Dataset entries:
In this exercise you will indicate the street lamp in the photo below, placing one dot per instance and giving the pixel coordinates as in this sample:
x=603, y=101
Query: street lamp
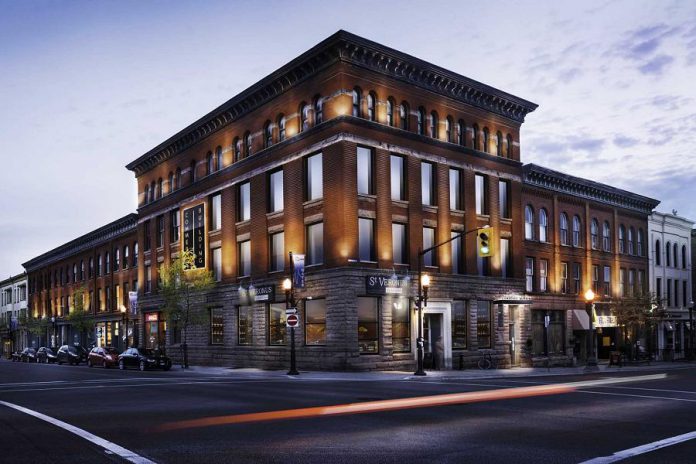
x=591, y=365
x=290, y=303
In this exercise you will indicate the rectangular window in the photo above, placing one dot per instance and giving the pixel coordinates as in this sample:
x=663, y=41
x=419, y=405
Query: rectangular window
x=217, y=326
x=244, y=213
x=366, y=242
x=315, y=243
x=277, y=242
x=399, y=250
x=428, y=241
x=275, y=193
x=456, y=247
x=365, y=171
x=456, y=189
x=175, y=229
x=315, y=184
x=481, y=184
x=543, y=275
x=529, y=274
x=401, y=325
x=245, y=258
x=398, y=178
x=427, y=184
x=504, y=199
x=277, y=329
x=216, y=212
x=315, y=314
x=245, y=325
x=368, y=325
x=460, y=317
x=216, y=263
x=483, y=323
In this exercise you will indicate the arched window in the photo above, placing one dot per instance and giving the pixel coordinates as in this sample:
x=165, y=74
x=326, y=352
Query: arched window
x=434, y=125
x=318, y=110
x=594, y=234
x=420, y=121
x=528, y=223
x=237, y=149
x=304, y=116
x=486, y=140
x=357, y=96
x=209, y=163
x=576, y=231
x=543, y=225
x=403, y=115
x=461, y=130
x=218, y=158
x=606, y=237
x=281, y=128
x=390, y=111
x=267, y=134
x=564, y=229
x=448, y=129
x=371, y=110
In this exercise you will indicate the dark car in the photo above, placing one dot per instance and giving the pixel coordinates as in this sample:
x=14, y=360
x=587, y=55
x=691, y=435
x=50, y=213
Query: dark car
x=71, y=354
x=46, y=355
x=28, y=355
x=103, y=356
x=144, y=359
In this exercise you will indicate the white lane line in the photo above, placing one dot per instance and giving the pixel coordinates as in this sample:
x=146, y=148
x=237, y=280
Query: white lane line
x=631, y=452
x=107, y=445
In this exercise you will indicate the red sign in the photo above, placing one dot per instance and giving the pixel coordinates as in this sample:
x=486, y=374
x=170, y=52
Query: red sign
x=292, y=320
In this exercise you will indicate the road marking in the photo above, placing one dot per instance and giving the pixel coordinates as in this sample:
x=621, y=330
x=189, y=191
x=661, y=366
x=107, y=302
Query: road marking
x=107, y=445
x=401, y=403
x=631, y=452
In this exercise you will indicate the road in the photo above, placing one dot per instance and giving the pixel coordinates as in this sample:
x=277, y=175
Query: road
x=144, y=412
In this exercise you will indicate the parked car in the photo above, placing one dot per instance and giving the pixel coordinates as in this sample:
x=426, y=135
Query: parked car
x=144, y=359
x=71, y=354
x=28, y=355
x=46, y=355
x=103, y=356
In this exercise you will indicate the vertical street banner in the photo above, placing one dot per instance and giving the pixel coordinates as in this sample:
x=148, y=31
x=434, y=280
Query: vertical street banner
x=298, y=271
x=194, y=233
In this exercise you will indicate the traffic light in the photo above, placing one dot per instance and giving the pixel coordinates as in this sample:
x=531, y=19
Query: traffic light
x=485, y=242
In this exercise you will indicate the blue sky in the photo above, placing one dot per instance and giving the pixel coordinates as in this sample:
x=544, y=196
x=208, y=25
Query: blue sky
x=87, y=86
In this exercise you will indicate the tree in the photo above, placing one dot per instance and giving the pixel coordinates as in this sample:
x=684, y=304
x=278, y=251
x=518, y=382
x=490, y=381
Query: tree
x=80, y=318
x=181, y=283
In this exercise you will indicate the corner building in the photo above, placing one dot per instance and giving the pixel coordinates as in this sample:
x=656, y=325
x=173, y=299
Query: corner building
x=357, y=156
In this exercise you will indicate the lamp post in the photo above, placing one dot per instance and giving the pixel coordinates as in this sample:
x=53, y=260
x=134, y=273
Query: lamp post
x=591, y=365
x=290, y=303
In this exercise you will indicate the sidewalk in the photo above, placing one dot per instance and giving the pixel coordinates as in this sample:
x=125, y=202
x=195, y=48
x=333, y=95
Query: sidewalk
x=443, y=375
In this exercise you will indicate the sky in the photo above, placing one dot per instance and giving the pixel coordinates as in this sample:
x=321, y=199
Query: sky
x=88, y=86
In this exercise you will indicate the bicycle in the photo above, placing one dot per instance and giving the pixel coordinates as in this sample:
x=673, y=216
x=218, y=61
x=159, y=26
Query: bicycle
x=487, y=361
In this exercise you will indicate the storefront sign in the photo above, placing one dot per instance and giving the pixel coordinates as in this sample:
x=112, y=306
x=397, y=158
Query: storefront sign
x=381, y=285
x=194, y=233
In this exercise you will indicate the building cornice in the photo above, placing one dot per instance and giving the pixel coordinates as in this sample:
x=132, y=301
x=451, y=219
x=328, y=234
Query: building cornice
x=549, y=179
x=98, y=236
x=348, y=48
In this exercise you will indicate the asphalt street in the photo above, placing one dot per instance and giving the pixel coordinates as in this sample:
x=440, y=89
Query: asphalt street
x=134, y=411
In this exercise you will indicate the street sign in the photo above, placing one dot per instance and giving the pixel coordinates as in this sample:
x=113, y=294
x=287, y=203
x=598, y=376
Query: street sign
x=292, y=321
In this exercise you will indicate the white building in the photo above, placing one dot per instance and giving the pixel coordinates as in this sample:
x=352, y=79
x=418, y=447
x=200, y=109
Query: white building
x=13, y=301
x=670, y=280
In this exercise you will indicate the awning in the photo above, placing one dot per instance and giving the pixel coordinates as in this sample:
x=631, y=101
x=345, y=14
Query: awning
x=581, y=321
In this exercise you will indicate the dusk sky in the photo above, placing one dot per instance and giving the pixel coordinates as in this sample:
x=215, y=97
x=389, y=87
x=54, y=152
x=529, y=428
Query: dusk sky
x=86, y=87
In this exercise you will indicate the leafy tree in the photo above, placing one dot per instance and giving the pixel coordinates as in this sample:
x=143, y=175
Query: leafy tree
x=181, y=283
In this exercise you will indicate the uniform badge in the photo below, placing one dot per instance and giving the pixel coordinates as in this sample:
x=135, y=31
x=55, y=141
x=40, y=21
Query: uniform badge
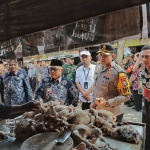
x=63, y=82
x=21, y=76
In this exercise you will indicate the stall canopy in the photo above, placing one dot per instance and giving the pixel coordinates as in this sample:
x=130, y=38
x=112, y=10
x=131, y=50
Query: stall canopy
x=21, y=17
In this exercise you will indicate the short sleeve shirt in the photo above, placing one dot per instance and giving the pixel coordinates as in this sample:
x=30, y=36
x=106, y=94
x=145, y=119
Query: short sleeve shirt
x=44, y=71
x=85, y=75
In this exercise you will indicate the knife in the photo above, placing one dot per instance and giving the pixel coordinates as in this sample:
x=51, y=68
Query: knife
x=60, y=139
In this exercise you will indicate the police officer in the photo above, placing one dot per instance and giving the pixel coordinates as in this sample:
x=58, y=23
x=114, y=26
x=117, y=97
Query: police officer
x=17, y=90
x=56, y=87
x=112, y=87
x=69, y=68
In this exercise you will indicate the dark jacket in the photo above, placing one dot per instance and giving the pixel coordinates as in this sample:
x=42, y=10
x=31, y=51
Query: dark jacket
x=17, y=89
x=65, y=90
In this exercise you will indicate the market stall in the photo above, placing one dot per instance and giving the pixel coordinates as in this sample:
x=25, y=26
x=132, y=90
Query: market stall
x=130, y=136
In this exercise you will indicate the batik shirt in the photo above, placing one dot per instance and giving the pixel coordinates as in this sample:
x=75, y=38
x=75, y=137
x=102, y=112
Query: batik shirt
x=61, y=90
x=69, y=72
x=17, y=89
x=144, y=77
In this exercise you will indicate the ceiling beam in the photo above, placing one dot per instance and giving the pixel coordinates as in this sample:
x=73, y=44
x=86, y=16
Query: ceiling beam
x=20, y=17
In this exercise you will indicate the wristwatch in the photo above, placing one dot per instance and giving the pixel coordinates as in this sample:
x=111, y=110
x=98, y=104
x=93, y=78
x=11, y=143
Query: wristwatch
x=107, y=104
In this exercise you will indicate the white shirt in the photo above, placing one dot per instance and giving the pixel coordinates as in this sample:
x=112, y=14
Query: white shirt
x=85, y=75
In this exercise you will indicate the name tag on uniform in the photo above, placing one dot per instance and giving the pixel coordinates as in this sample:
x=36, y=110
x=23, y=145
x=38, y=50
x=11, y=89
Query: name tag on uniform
x=85, y=85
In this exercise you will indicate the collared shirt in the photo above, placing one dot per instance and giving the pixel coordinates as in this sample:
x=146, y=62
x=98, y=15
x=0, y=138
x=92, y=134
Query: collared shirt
x=69, y=72
x=32, y=72
x=85, y=75
x=144, y=77
x=17, y=90
x=106, y=86
x=44, y=71
x=62, y=90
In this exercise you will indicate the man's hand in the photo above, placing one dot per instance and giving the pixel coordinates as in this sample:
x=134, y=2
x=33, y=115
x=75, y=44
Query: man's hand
x=100, y=102
x=85, y=95
x=31, y=106
x=92, y=105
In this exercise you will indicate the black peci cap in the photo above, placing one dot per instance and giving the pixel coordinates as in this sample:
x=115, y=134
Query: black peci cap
x=106, y=49
x=56, y=62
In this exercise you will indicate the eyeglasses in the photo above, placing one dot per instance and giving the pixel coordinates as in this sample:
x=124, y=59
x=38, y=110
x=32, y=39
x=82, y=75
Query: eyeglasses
x=54, y=69
x=145, y=56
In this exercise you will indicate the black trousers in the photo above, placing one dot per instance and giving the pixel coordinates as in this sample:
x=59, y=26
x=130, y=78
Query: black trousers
x=146, y=120
x=32, y=84
x=85, y=105
x=137, y=100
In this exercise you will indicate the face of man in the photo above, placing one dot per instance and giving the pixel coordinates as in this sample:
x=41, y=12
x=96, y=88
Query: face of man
x=70, y=61
x=6, y=65
x=56, y=71
x=30, y=65
x=85, y=59
x=106, y=59
x=12, y=67
x=145, y=55
x=1, y=68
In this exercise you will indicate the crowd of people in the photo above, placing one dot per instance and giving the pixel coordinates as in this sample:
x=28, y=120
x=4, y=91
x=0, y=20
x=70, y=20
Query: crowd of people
x=101, y=85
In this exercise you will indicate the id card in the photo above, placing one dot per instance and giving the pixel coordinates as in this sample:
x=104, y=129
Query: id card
x=85, y=85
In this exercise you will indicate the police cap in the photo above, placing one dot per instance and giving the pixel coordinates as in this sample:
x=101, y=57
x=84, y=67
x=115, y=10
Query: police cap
x=69, y=56
x=106, y=49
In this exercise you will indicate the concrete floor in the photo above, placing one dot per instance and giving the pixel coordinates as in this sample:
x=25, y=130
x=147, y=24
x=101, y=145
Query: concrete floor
x=132, y=115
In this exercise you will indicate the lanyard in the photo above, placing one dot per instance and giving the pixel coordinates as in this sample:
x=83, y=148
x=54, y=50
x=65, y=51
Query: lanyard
x=87, y=73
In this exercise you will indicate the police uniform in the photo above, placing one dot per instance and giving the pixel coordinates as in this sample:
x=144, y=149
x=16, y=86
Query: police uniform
x=69, y=70
x=17, y=90
x=112, y=84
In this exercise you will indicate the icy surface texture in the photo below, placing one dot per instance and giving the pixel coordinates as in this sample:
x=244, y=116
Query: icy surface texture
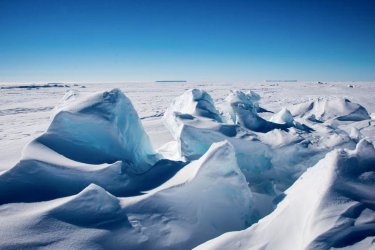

Task prompt >> Wherever the line holding "In this exercise you will indicate the short" falls in the entries above, copy exactly from it through the line holding "x=114, y=26", inclusive, and add nothing.

Final answer >>
In this exercise you will indicate the short sleeve shirt in the photo above, placing one dot per instance and giving the pixel coordinates as in this sample:
x=30, y=36
x=106, y=94
x=145, y=119
Query: short sleeve shirt
x=44, y=71
x=85, y=75
In this exercise you will indicate the knife in the photo above, placing one dot per instance and giving the pixel coordinates as in this sample:
x=51, y=68
Query: knife
x=60, y=139
In this exercise you will indicate the police officer in the photo above, placing one dot per instance and giving the pixel coordinates as in this sample:
x=58, y=23
x=114, y=26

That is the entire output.